Alfonso Quijada Urías (born 8 December 1940), is a Salvadoran poet and an author. Urías has published various poems such as the anthology "De aquí en adelante" (San Salvador), in conjunction with the poets José Roberto Cea, Manlio Argueta, Tirso Canales and Roberto Armijo. Many of his works deal with the effects of war and the realities of urban life in Central America.

Biography 
Urías was born in Quezaltepeque, in the La Libertad Department of El Salvador.

In 1962, he won the second prize in the III Certamen Cultural de la Asociación de Estudiantes de Humanidades de la Universidad de El Salvador. In 1963, he won the third prize from the Juegos Florales de Zacatecoluca. In 1967, he won the first prize for poetry at the Juegos Florales de Quetzaltenango in Guatemala. In 1971 he won first prize at the Bienal de Poesía Latinoamericana in Panama.

■ ■ ■

### Exercise requirements
1. State how many lines of the records contain the string "couch", treating uppercase and lowercase as distinct, and give only that number.
2. Proceed with the biography of the Salvadoran poet, continuing it from its final sentence.
The biographical text and the records come from unrelated sources.

■ ■ ■

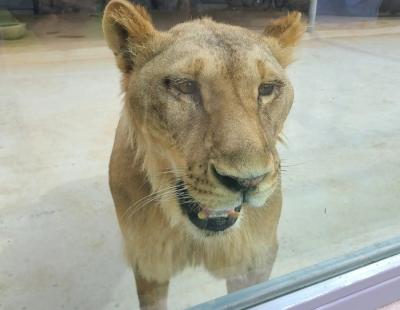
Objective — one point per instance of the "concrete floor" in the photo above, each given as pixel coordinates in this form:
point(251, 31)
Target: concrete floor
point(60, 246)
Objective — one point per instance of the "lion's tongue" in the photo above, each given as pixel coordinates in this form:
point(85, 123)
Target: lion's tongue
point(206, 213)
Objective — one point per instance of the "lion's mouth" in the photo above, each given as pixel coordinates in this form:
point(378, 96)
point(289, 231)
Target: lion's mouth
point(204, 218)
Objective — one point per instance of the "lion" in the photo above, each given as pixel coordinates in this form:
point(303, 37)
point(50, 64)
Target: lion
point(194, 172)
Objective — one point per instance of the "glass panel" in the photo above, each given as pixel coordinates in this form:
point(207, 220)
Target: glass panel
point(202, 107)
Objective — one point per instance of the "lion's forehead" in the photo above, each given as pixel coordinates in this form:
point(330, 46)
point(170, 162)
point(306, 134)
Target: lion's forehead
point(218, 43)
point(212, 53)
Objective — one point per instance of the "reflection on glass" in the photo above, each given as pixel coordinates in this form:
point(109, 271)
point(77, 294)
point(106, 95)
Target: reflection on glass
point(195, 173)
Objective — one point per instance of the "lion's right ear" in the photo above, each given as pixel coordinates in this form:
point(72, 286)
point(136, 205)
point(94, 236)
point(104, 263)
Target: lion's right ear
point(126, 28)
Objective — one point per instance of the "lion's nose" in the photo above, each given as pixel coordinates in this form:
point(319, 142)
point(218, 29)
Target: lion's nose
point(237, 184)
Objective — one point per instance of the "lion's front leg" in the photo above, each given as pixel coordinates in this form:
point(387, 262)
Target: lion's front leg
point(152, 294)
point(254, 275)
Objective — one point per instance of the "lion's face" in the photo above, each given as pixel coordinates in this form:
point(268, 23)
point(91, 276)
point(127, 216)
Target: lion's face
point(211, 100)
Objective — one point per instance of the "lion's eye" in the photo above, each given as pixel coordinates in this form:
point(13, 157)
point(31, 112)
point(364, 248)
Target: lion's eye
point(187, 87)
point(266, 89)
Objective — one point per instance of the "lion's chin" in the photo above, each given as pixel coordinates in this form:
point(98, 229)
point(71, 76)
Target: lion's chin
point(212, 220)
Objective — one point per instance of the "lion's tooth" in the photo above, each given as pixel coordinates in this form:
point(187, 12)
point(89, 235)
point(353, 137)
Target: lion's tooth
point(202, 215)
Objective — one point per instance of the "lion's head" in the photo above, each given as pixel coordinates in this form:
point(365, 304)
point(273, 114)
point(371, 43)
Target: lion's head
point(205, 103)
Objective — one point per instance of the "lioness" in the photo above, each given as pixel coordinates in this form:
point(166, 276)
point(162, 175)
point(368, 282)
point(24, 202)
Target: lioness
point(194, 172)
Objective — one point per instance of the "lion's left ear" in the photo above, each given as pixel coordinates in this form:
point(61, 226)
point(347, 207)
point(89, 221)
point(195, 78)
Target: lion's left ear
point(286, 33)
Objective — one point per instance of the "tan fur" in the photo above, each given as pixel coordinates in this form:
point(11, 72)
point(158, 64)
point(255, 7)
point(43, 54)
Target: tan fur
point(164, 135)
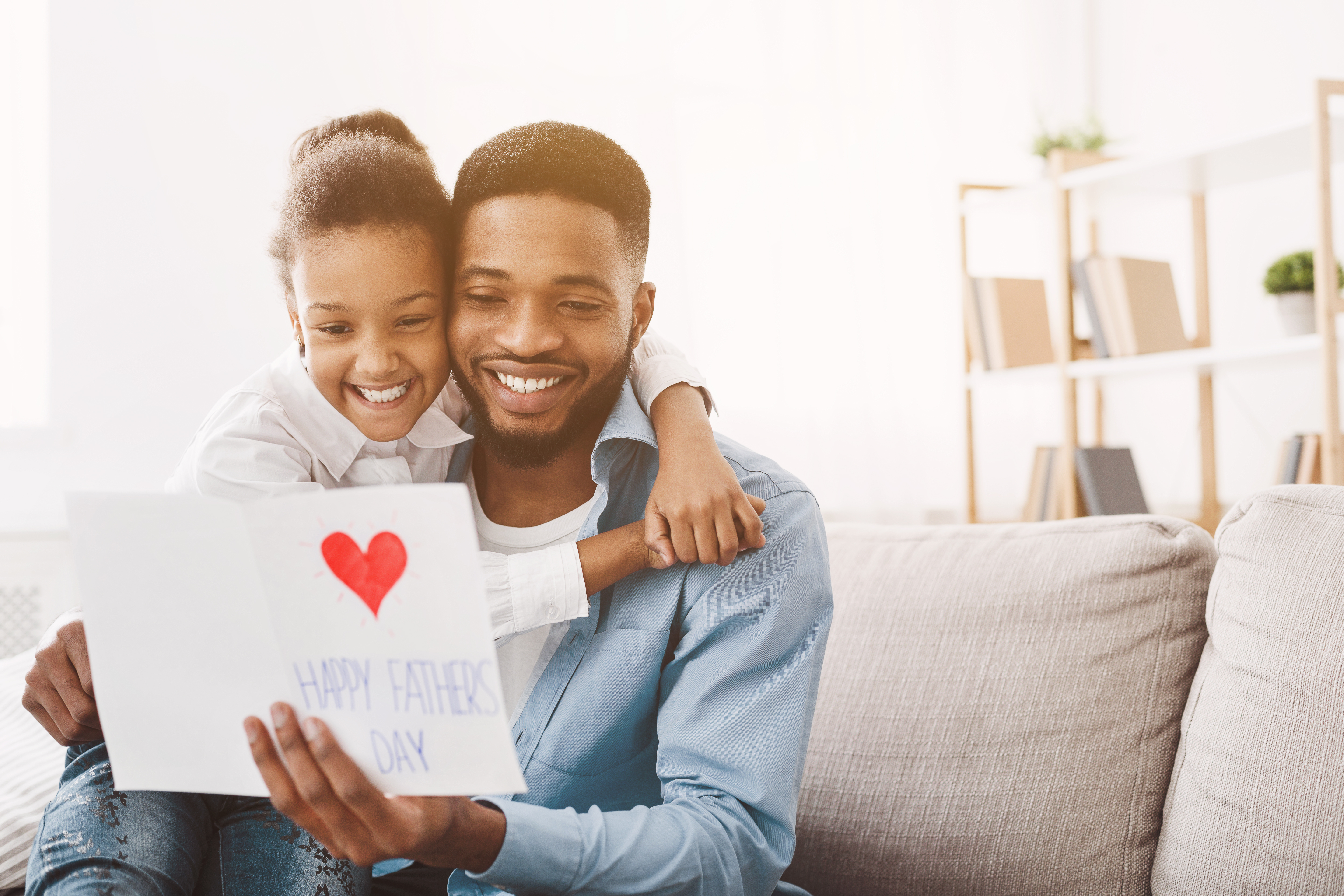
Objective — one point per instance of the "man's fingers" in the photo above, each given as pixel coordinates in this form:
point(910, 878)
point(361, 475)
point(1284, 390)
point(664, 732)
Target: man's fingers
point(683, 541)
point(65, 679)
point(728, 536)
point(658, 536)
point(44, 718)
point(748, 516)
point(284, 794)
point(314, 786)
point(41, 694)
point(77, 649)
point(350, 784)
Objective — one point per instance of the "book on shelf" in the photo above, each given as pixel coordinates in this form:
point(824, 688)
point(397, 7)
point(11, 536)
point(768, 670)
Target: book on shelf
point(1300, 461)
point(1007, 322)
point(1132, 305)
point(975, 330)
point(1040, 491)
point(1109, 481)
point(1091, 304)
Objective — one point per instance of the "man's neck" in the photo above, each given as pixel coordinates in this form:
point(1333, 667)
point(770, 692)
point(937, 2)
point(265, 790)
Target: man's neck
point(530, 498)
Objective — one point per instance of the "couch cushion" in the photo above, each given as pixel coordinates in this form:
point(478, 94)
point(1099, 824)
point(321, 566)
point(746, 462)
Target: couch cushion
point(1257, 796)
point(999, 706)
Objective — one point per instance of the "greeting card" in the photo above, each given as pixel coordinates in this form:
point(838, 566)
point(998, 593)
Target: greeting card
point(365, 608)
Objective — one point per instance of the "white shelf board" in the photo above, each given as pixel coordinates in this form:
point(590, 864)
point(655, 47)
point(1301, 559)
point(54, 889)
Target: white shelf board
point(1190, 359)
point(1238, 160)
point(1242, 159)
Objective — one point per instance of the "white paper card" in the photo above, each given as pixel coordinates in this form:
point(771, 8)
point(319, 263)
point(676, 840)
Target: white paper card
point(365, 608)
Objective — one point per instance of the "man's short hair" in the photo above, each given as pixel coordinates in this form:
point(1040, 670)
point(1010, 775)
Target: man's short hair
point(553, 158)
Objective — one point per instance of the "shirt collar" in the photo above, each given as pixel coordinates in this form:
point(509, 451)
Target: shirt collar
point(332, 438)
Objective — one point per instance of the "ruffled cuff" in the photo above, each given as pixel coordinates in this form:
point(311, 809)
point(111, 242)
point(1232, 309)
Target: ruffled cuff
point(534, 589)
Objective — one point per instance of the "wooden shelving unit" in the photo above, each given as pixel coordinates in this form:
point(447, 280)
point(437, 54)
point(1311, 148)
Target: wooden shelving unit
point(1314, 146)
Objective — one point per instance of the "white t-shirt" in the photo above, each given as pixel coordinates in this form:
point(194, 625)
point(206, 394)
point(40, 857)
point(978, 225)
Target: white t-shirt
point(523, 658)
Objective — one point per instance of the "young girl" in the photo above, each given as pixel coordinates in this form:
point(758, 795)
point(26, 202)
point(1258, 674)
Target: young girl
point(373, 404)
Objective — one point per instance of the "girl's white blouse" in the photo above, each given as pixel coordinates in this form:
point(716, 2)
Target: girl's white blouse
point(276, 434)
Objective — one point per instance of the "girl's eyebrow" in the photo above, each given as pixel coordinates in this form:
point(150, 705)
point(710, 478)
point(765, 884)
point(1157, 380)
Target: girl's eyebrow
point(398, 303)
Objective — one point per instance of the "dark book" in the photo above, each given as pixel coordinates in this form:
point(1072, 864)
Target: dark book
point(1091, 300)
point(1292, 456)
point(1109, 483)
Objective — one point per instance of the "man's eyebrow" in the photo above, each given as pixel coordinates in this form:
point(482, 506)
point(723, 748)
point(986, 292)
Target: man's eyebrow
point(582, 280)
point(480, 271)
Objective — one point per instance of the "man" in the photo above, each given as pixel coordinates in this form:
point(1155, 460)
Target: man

■ ■ ■

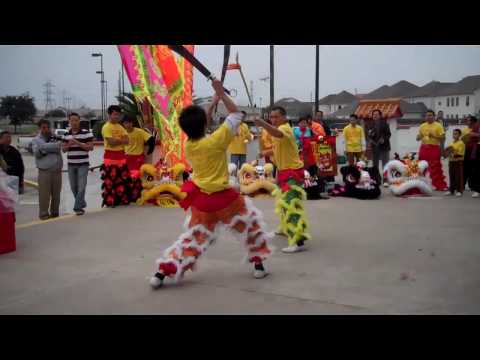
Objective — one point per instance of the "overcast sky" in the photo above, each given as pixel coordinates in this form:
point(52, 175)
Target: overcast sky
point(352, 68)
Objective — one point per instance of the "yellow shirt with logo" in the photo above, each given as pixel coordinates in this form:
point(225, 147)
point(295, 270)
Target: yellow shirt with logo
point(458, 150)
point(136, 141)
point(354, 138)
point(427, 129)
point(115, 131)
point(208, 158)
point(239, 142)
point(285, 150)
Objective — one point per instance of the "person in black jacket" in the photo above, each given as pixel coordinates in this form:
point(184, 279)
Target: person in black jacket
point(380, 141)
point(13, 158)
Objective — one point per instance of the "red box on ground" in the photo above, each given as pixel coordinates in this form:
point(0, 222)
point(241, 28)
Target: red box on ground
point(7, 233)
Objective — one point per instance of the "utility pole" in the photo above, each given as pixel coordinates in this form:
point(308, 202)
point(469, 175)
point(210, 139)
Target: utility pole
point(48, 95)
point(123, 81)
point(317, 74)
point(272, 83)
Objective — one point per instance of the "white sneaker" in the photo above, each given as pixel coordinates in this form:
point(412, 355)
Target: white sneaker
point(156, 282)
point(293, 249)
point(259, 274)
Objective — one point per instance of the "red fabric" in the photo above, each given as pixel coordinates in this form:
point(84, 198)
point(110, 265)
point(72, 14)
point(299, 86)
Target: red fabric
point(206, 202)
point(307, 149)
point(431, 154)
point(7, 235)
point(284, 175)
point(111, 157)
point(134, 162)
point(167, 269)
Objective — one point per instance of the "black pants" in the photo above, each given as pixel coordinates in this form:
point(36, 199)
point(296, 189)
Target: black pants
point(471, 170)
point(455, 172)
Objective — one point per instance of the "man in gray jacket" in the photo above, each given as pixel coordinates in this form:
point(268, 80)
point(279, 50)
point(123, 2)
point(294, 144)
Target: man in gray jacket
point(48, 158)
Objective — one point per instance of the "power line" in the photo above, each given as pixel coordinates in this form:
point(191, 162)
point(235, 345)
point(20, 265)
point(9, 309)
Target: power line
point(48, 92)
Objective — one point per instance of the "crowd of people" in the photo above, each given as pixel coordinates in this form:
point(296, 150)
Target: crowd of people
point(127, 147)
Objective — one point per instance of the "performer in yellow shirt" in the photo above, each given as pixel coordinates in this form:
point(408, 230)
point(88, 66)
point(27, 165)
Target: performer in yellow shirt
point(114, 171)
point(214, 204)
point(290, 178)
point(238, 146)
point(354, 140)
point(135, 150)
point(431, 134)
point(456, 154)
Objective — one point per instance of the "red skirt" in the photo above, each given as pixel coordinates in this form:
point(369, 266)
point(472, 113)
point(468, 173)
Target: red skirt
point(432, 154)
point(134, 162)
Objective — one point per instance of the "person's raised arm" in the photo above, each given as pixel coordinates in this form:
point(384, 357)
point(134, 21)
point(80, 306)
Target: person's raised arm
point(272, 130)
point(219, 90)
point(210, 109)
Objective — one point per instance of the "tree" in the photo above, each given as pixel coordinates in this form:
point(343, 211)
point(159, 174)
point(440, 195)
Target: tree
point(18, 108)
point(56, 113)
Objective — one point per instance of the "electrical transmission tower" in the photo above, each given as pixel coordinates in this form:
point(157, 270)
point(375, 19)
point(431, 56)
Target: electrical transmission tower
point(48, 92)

■ ■ ■

### Answers to each task
1. 2

2.
In 1981, he moved to Nicaragua, and later to Mexico, where he worked as a journalist. In 2003, he was awarded the "Premio de Poesía Instituto Cervantes". He now lives in Canada.

Selected works

Poetry
 Poemas (San Salvador, 1967)
 Sagradas escrituras (1969) 
 El otro infierno (1970) 
 Los estados sobrenaturales y otros poemas (San Salvador, 1971),
 La esfera imaginaria (Vancouver, 1997), 
 Es cara musa (San Salvador, 1997)
 Toda razón dispersa (San Salvador, 1998).

Prose
 
 Cuentos (San Salvador, 1971), 
 La fama infame del famoso a(pá)trida (San Salvador, 1979),
 Para mirarte mejor (Tegucigalpa, 1987), 
 Lujuria tropical (novela, San Salvador, 1996).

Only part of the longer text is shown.